(Annotation records)
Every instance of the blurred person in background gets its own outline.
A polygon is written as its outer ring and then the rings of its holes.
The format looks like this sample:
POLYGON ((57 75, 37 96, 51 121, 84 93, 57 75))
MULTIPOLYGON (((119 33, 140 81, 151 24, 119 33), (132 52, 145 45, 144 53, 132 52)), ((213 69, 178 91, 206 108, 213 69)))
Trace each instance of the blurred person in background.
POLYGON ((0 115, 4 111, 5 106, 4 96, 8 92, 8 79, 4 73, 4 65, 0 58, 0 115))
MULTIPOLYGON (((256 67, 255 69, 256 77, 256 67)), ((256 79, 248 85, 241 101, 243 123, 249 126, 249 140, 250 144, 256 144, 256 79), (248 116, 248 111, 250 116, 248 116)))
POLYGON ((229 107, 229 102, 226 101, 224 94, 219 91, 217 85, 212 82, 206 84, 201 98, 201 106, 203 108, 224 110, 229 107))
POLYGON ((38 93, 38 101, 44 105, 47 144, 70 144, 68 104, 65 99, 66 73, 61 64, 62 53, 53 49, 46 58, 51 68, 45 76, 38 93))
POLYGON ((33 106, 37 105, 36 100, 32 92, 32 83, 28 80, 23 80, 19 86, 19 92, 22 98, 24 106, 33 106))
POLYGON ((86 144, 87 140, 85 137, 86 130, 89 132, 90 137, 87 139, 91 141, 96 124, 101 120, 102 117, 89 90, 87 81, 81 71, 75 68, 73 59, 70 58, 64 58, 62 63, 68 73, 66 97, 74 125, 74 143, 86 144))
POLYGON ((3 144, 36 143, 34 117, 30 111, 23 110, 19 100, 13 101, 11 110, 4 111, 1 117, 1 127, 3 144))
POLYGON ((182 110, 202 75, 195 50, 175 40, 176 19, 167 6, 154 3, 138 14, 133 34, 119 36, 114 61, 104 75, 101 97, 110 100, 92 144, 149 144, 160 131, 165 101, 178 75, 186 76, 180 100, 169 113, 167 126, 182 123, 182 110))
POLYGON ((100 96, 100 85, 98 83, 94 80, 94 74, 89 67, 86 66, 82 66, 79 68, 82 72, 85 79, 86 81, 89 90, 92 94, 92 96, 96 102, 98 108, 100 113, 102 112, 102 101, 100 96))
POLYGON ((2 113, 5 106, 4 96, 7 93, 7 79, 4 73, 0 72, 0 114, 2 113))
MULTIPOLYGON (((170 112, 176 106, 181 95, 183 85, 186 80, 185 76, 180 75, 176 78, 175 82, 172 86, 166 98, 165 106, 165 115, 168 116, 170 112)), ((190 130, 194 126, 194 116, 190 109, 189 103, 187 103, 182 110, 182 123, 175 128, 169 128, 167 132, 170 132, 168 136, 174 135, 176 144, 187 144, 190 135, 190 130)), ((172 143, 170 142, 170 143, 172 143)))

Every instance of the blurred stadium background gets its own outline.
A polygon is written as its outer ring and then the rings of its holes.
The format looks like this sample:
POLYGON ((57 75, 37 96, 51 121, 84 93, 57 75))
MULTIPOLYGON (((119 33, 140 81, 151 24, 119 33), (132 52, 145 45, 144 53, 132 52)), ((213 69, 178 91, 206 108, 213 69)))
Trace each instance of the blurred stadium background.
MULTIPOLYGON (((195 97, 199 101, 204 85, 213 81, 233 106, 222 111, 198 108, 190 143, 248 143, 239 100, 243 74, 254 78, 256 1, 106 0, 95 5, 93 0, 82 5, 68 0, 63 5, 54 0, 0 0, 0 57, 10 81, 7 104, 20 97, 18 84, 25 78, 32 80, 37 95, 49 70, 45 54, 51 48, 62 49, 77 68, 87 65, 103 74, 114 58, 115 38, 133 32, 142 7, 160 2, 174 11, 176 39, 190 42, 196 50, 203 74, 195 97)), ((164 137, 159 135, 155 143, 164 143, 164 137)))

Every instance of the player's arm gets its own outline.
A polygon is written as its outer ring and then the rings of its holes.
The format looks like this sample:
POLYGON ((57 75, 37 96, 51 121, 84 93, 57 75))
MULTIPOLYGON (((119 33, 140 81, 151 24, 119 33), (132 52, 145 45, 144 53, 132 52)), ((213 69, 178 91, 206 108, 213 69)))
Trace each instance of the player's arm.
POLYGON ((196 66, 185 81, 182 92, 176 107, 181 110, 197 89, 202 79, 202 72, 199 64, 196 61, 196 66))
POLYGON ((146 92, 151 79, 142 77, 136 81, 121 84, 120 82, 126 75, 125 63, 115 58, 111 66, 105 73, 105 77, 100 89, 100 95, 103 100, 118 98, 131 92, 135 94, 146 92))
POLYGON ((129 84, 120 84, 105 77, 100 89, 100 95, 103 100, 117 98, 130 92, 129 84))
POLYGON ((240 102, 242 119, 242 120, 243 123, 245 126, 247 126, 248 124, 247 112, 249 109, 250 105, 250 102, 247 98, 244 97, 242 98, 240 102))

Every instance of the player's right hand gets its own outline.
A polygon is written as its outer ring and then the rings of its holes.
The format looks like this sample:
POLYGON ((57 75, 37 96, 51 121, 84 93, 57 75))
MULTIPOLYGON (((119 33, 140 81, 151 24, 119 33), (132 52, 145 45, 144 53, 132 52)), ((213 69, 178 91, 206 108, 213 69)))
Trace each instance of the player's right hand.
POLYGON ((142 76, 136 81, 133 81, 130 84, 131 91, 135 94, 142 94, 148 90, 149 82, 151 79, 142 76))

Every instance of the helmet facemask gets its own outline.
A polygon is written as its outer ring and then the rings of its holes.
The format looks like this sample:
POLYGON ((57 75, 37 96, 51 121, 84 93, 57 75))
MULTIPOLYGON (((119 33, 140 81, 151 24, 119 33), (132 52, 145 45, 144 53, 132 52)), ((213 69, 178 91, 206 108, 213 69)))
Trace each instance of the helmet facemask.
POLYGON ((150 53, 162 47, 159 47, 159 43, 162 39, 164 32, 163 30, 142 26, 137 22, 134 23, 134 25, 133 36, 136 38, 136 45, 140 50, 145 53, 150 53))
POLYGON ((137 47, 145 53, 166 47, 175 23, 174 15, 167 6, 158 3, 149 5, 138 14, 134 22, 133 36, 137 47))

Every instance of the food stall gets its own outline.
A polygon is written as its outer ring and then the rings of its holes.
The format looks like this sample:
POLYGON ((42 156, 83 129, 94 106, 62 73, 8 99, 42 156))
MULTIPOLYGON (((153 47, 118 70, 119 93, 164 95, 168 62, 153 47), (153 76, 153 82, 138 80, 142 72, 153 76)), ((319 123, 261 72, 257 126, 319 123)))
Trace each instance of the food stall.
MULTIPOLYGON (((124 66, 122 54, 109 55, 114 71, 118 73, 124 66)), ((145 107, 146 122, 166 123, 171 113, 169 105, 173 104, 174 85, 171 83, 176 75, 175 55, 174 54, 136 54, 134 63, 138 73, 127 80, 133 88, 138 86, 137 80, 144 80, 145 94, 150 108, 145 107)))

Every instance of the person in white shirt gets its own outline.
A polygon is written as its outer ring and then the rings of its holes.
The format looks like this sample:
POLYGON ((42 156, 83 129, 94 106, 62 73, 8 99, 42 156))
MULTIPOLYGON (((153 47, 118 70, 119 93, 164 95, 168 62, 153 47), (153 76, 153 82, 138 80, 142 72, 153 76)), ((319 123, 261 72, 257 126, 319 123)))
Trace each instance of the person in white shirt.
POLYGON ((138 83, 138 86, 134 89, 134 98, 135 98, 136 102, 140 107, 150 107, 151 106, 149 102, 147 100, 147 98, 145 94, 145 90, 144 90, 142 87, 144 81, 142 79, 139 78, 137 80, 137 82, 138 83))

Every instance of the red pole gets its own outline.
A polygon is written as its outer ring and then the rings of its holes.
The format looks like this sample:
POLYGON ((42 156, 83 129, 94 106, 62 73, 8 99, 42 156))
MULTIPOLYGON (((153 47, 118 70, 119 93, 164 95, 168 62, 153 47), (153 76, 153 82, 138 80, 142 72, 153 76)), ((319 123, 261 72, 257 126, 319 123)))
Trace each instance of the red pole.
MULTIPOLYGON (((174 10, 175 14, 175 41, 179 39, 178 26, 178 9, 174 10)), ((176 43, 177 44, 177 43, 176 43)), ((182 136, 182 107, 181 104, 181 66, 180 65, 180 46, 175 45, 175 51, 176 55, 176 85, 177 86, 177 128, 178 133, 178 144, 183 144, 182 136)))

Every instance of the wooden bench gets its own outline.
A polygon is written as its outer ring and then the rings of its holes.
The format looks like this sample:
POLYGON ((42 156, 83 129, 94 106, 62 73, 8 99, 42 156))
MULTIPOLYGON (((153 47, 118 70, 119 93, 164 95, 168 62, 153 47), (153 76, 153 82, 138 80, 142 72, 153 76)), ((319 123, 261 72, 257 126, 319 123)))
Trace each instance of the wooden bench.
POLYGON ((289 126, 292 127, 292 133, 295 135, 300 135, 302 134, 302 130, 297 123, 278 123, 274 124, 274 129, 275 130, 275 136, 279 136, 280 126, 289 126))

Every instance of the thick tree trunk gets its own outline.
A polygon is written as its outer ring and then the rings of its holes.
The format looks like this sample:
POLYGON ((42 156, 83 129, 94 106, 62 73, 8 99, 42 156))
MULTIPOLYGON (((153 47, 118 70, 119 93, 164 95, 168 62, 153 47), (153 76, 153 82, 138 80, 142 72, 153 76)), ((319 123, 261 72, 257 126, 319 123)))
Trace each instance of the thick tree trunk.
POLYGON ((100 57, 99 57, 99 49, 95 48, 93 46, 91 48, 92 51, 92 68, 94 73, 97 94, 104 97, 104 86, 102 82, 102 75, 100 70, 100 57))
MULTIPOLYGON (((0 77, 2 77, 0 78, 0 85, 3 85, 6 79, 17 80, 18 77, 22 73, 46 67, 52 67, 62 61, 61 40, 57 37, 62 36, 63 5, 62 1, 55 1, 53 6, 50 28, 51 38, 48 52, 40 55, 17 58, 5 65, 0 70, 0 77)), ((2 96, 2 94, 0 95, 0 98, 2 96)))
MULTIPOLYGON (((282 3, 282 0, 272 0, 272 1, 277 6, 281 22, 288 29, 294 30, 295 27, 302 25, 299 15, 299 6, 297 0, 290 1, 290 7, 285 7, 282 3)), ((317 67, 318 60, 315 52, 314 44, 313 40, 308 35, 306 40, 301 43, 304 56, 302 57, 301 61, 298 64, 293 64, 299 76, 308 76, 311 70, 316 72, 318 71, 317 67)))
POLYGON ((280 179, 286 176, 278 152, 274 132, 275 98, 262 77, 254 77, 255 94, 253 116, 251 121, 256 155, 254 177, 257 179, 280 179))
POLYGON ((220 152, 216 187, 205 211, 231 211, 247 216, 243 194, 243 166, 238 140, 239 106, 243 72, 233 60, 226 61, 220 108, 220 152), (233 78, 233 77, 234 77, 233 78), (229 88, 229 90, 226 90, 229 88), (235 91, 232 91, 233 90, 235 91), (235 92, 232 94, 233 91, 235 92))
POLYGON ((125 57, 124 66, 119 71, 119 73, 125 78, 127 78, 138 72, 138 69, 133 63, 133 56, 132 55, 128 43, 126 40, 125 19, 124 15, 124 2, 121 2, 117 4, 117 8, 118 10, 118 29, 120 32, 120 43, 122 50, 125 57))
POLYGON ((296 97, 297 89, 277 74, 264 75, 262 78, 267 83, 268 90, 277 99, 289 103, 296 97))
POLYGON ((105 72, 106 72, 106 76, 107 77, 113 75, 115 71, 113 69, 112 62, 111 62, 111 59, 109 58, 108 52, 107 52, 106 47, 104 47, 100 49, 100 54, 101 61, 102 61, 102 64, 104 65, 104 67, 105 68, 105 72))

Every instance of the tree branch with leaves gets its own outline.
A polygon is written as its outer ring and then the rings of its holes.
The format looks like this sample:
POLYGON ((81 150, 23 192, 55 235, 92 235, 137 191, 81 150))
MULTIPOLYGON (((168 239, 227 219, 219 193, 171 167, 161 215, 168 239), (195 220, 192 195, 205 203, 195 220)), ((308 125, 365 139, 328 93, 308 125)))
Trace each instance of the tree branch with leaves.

#### [WHAT THE TASK ASKS]
Copy the listing word for word, from its first line through the line containing "POLYGON ((229 107, 229", including that line.

#### [PROBLEM SOLUTION]
Every instance of the blurred person in background gets its own outline.
A polygon is written as its outer ring and then the rings of its holes.
The format looks like this sample:
POLYGON ((57 75, 37 96, 51 121, 84 93, 57 75))
MULTIPOLYGON (((119 33, 140 81, 151 24, 119 33), (132 52, 145 45, 144 53, 132 52)), ((213 69, 178 91, 206 108, 213 69)))
Trace each instance of the blurred person in background.
POLYGON ((0 115, 4 111, 5 106, 4 96, 8 92, 8 79, 4 73, 4 65, 0 58, 0 115))
MULTIPOLYGON (((256 67, 255 69, 256 77, 256 67)), ((256 79, 248 85, 241 101, 243 123, 249 126, 249 140, 250 144, 256 144, 256 79), (248 116, 248 111, 250 116, 248 116)))
POLYGON ((229 107, 229 102, 226 101, 224 94, 219 91, 217 85, 212 82, 206 84, 201 98, 201 106, 203 108, 224 110, 229 107))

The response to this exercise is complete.